#### Brief:
Keep images out and repeat all data exactly.
BEGIN Record extracts
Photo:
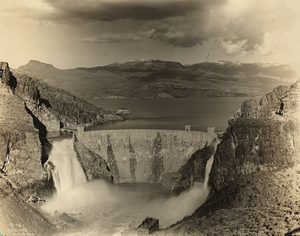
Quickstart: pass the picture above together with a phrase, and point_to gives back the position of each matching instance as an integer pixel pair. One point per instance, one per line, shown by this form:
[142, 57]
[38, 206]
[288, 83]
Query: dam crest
[143, 155]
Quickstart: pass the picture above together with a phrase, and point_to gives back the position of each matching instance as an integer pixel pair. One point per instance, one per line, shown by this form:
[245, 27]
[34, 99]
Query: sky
[73, 33]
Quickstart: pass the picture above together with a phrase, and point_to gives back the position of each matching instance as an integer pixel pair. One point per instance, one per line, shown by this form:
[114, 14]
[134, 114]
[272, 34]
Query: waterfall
[207, 172]
[66, 170]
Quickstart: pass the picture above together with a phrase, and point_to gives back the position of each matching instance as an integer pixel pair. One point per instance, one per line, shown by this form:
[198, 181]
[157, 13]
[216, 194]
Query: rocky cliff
[255, 177]
[29, 109]
[144, 155]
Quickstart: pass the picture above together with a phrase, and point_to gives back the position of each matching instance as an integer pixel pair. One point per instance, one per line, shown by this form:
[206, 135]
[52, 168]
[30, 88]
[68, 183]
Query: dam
[143, 155]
END Record extracts
#### Your solution:
Photo:
Quickstart: pass the picture above together with a phrase, and point_to gives back the position of each matching instance as an integer pixel pair. One point per instance, one per line, shown by this form:
[142, 57]
[38, 206]
[288, 83]
Query: dam crest
[143, 155]
Quickstart: pass the picture above together with a phrase, and point_to gives back the position of each matching instance as an integer pixel pair. One point per instance, one per line, shown by this form:
[245, 27]
[34, 99]
Query: sky
[73, 33]
Quickstart: pass the picture above together with a phrase, and point_to gives back the position of each matching instance as an integer pixel pair. One point per instance, one per line, shown by this form:
[114, 14]
[134, 114]
[272, 34]
Query: waterfall
[207, 172]
[66, 170]
Quickstart: pass the picture above together with a phrase, and point_to gives back the position of each matching instance as an integer pixel pair. One point per instance, one per line, shown by this form:
[198, 181]
[157, 13]
[216, 194]
Query: rocky cliff
[255, 177]
[29, 109]
[144, 155]
Quickstart: pass the picture above together with a phrase, and point_to gives back the position of each matching instance as an integer pixel pair. One point per instance, one per line, shown by this form:
[206, 135]
[52, 168]
[30, 88]
[68, 183]
Query: dam
[143, 155]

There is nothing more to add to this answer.